- Extrahierte Daten:
::::::::::
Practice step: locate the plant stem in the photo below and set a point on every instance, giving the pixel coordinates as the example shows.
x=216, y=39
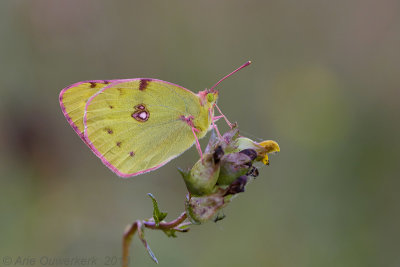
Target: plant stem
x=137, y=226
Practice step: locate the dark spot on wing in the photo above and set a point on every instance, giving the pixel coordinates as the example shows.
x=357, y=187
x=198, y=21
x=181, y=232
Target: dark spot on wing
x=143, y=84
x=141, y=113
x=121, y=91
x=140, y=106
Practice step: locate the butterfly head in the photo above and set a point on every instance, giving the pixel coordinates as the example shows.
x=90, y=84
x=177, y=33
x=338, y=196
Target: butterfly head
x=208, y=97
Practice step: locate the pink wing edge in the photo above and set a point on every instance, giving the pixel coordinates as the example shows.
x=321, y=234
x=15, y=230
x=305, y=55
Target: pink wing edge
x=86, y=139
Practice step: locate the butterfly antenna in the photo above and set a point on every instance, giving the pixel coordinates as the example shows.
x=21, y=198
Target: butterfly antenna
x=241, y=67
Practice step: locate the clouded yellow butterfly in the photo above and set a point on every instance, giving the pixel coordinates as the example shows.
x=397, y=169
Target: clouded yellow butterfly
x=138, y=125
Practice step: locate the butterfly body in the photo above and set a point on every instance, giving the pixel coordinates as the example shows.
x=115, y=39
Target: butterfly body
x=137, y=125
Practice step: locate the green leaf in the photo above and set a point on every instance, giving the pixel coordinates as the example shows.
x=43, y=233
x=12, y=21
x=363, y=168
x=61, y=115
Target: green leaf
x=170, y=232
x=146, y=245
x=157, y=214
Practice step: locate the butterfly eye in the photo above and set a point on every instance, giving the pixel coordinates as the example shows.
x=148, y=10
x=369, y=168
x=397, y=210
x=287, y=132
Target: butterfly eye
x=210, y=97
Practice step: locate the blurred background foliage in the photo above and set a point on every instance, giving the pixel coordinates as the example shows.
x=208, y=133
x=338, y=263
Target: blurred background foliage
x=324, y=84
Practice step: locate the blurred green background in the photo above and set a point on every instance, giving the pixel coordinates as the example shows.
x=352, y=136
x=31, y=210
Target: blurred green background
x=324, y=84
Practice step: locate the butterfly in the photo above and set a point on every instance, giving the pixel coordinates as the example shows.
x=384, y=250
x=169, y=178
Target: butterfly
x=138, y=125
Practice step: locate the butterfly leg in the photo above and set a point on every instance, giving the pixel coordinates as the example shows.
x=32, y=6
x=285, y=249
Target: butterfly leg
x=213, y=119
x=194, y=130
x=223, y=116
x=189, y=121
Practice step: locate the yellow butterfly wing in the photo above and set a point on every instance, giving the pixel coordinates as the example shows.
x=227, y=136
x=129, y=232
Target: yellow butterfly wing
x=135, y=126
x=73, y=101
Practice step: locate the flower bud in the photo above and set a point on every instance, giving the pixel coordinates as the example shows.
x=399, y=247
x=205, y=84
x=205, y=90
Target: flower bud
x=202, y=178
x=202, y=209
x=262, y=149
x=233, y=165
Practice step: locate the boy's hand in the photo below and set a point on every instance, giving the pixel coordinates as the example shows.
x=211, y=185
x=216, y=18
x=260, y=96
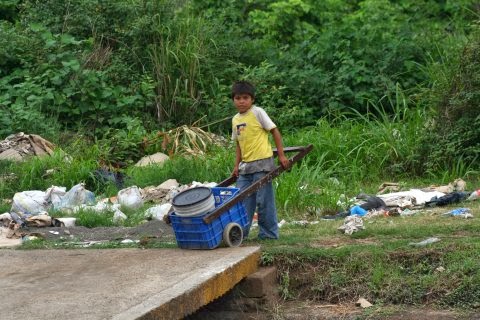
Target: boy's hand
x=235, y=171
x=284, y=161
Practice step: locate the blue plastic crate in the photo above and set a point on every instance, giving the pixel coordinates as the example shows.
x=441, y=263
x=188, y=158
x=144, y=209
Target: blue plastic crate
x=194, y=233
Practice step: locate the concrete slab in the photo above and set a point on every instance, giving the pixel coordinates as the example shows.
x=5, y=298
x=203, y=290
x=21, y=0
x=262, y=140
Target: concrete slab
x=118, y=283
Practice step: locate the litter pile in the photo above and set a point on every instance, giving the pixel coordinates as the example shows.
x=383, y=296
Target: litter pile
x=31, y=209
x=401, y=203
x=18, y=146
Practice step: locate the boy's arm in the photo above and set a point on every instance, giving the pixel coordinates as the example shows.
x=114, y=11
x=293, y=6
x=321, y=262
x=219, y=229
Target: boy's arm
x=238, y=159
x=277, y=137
::::::::::
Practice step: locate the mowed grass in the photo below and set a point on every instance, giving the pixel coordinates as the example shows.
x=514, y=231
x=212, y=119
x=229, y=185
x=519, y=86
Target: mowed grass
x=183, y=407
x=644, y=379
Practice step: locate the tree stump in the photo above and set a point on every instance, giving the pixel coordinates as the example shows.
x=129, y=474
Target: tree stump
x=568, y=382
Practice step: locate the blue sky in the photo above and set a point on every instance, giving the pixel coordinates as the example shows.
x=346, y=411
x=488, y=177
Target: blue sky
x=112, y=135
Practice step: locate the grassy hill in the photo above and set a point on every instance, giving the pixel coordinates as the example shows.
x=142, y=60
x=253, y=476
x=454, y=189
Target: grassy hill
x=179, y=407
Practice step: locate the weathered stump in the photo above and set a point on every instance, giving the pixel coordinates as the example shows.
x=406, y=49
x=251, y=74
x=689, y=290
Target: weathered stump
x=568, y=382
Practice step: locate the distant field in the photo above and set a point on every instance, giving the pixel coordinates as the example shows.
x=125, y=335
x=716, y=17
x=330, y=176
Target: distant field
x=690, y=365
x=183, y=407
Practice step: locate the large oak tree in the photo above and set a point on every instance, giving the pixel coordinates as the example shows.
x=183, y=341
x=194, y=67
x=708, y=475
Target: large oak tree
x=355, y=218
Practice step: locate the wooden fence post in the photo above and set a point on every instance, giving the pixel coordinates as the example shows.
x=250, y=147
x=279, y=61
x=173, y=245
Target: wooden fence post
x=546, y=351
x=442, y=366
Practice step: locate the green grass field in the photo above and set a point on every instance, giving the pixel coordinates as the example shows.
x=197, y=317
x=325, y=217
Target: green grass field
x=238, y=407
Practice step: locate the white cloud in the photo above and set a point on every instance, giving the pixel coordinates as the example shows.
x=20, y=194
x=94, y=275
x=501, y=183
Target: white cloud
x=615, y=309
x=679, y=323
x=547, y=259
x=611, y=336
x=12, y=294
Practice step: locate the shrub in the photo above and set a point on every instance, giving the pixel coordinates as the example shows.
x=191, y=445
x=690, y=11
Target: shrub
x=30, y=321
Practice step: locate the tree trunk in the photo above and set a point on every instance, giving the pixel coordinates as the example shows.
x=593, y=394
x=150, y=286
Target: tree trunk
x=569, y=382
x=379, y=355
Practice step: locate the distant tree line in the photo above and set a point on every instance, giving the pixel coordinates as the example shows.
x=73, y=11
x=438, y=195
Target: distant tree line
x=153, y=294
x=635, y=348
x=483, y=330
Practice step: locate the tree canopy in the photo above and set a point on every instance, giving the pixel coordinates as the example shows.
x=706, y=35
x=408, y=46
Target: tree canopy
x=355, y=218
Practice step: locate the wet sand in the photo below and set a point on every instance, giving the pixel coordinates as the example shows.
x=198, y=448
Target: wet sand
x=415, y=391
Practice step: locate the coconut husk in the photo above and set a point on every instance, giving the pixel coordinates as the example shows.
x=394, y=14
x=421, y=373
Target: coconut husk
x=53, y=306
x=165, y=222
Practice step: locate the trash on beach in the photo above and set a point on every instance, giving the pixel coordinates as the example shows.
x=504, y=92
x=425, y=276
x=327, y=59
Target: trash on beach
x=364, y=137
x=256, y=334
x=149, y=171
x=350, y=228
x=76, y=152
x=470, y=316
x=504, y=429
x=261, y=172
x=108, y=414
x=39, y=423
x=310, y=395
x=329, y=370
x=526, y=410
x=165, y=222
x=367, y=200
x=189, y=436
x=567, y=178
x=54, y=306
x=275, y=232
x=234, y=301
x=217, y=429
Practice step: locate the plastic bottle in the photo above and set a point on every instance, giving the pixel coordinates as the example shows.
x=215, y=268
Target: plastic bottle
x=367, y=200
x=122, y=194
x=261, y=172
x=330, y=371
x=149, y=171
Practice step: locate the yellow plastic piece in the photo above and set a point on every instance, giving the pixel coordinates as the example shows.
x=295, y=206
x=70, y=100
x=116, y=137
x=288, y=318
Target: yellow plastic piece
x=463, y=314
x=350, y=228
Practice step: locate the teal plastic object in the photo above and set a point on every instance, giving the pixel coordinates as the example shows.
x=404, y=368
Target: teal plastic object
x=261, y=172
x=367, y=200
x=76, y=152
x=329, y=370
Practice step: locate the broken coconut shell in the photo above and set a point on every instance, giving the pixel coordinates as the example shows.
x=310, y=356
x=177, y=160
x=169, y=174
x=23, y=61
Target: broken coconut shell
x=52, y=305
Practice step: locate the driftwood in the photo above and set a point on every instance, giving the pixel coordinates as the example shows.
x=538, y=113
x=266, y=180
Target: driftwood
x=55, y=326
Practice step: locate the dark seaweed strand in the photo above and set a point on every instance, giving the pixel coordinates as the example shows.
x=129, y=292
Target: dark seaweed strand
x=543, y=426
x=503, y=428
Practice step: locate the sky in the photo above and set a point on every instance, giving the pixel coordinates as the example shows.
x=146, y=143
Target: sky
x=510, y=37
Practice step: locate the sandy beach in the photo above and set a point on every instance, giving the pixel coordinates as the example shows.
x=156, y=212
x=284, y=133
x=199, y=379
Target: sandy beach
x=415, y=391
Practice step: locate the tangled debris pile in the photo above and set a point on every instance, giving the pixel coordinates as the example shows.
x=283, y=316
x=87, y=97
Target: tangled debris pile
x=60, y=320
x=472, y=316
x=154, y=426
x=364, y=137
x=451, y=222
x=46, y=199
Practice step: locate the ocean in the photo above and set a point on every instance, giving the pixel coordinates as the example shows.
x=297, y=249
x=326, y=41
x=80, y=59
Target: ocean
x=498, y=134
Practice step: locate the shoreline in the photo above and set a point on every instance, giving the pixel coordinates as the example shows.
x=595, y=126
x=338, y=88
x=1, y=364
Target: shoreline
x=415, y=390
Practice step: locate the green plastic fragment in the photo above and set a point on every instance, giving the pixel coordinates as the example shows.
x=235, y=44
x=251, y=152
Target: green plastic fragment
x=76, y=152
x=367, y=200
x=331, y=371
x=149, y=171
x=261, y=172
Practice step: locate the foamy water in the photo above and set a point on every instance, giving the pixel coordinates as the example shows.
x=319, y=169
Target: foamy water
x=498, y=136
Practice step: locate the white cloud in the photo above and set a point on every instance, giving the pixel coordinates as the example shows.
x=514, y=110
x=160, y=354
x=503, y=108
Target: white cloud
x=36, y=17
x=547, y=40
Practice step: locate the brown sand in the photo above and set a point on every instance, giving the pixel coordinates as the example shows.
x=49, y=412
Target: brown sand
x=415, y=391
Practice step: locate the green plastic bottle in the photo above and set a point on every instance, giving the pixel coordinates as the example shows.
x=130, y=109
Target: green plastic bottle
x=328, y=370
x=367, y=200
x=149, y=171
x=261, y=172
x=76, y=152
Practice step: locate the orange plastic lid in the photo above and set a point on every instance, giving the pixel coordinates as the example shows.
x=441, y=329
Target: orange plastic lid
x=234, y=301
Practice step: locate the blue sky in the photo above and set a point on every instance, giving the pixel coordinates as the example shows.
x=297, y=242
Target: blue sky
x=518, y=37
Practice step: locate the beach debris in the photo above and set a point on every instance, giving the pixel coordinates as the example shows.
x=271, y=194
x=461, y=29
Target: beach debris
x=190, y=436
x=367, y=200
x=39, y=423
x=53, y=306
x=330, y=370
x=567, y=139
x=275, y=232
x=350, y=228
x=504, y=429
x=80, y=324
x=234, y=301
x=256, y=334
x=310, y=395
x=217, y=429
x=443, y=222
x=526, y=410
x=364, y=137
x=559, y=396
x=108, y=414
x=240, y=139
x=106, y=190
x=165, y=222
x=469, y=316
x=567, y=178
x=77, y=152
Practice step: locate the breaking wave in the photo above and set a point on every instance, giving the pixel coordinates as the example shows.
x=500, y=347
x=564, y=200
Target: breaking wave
::::::::::
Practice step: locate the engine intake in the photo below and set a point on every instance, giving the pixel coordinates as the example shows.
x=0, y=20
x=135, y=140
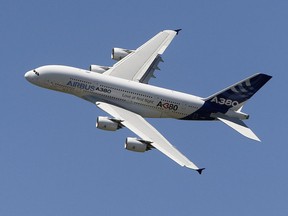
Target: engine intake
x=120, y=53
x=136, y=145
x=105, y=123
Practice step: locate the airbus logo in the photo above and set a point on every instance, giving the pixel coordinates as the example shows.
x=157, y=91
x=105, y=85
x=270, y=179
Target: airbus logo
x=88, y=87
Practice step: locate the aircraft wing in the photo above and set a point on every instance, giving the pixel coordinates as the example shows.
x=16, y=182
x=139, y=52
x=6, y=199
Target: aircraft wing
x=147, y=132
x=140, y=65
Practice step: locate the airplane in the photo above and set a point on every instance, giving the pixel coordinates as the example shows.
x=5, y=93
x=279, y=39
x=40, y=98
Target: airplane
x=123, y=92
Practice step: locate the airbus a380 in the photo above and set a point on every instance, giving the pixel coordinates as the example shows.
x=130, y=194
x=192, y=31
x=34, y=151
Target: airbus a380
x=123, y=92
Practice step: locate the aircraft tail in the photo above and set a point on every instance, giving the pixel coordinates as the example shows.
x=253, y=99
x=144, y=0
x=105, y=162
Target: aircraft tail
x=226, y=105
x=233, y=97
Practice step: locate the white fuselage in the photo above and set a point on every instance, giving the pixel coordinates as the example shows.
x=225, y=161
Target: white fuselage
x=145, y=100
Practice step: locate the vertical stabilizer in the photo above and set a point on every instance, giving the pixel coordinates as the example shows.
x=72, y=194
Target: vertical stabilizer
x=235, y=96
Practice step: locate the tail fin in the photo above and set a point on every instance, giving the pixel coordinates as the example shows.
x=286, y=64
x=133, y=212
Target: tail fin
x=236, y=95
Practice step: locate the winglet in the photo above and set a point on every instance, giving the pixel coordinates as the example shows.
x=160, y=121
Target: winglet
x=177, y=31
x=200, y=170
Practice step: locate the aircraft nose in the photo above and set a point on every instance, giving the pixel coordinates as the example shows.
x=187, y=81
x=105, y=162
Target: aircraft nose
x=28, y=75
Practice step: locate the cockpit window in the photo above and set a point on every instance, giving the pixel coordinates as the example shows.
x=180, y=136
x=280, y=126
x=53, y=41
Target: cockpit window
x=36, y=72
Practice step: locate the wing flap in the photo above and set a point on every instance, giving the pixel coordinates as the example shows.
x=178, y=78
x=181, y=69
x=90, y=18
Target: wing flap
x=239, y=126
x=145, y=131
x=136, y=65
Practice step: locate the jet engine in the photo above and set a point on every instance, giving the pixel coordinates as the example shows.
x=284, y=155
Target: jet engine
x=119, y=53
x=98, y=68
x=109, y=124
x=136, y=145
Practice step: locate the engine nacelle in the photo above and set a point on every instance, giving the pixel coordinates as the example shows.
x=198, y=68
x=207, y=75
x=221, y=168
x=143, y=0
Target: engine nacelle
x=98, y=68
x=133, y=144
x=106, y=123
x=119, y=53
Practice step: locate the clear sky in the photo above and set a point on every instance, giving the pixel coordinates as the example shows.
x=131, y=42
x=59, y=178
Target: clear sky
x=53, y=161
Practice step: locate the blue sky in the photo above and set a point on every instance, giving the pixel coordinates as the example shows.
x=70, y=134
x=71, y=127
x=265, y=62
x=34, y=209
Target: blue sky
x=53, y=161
::::::::::
- Anweisung: Schreib die Zeilen unverändert ab: Beginne bei der Zeile mit „Practice step: locate the clouded“ und höre nach der Zeile mit „x=137, y=125“ auf.

- Ergebnis:
Practice step: locate the clouded yellow butterfly in the photo above and set a point on every instance, giving the pixel coordinates as the example shows.
x=397, y=169
Target: clouded yellow butterfly
x=138, y=125
Practice step: locate the butterfly body in the photo above and set a point on every instance, giving the pixel coordinates as the example shows.
x=115, y=39
Target: butterfly body
x=137, y=125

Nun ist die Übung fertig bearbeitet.